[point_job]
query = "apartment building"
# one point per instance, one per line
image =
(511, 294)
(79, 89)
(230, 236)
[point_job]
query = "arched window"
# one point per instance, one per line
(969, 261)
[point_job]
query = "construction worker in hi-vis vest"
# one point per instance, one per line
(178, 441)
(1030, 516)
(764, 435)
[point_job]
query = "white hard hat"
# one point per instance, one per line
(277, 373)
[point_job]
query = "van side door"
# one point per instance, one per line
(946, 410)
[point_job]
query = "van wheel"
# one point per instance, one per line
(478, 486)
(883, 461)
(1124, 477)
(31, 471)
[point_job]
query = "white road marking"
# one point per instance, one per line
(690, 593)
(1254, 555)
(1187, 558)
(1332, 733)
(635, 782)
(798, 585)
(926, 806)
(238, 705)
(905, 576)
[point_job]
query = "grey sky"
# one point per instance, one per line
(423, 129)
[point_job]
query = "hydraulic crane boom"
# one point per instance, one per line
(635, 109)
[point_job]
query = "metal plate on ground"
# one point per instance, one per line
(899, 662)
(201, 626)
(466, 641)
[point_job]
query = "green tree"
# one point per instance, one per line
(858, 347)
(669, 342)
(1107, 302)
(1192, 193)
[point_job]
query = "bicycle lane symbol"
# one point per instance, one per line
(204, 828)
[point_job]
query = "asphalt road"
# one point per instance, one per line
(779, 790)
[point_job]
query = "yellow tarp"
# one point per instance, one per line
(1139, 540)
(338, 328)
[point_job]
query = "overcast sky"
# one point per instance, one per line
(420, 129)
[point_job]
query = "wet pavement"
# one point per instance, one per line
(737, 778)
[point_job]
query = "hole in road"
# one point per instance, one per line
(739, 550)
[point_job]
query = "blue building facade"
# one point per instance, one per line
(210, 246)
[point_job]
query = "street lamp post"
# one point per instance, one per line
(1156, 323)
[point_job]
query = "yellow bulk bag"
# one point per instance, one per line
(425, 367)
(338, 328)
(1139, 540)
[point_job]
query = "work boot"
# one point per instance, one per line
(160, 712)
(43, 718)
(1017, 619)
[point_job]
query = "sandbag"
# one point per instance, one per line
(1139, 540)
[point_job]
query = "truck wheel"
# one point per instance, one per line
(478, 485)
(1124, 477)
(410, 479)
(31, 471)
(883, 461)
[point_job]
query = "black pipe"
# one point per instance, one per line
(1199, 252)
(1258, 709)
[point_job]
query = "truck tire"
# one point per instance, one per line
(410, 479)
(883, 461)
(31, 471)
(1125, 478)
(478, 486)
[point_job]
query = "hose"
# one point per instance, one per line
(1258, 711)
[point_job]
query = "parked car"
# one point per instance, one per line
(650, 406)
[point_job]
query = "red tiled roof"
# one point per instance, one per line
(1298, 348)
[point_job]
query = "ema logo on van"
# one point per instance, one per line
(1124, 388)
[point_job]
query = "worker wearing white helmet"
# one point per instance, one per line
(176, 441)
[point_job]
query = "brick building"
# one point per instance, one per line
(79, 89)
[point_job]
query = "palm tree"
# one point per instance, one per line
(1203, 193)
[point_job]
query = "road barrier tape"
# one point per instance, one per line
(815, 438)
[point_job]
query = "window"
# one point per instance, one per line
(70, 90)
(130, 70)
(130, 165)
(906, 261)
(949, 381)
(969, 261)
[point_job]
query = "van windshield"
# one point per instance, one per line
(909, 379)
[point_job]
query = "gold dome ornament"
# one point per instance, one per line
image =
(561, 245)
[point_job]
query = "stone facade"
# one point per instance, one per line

Task prompt. Show every line of the material above in which "worker" is present.

Response for this exercise.
query = "construction worker in hi-vis vest"
query = "worker wearing white helmet"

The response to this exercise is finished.